Reproduce everything from the start of the Stored items down to the line containing "[51,5,59,31]", lowering each bounding box coordinate by 66 and keeping all other text unchanged. Omit the pictures.

[Stored items]:
*****

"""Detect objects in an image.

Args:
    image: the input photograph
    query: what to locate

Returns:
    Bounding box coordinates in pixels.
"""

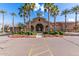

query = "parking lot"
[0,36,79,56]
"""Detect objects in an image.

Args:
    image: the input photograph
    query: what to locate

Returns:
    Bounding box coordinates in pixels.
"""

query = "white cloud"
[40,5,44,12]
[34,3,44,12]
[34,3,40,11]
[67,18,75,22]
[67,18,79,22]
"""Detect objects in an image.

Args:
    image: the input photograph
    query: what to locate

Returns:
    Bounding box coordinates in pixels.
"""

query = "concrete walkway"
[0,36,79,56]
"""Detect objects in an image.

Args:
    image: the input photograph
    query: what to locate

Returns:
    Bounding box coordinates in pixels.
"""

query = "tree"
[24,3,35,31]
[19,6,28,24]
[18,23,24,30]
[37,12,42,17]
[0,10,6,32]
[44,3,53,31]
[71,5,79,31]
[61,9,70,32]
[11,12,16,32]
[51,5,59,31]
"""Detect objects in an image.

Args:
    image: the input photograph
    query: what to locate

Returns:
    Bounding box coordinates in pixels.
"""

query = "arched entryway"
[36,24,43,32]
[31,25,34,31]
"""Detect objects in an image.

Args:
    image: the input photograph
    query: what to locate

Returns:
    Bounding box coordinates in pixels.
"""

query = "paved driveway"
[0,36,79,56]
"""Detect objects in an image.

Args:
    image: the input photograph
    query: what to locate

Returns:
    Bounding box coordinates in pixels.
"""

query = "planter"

*****

[Right answer]:
"""Detect objects in an image.

Args:
    image: the input photograph
    query: what to locate

Returns:
    Bounding box coordinates in pixels.
"""


query = "parking lot"
[-66,-30,13,-10]
"""Detect objects in an image.

Args:
    image: the input photograph
    query: what to locate

Returns:
    Bounding box coordinates in pixels.
"""

query = "white cloud"
[-26,-61,-22,-54]
[-32,-63,-22,-54]
[-32,-63,-26,-55]
[1,-48,9,-44]
[1,-48,13,-44]
"""Detect objects in an image.

Args:
    image: the input photograph
    query: what to locate

Returns:
    Bounding box coordinates in pixels.
"""

query = "concrete walkway"
[-66,-30,13,-10]
"""Detect objects in an image.

Args:
    image: the input photograph
    query: what to locate

Returns:
    Bounding box coordinates in pixels.
"""

query = "tree"
[-42,-63,-31,-35]
[-47,-60,-38,-42]
[-48,-43,-42,-36]
[-29,-54,-24,-49]
[-66,-56,-60,-34]
[-22,-63,-13,-35]
[5,-61,13,-35]
[-5,-57,4,-34]
[-55,-54,-50,-34]
[-15,-61,-7,-35]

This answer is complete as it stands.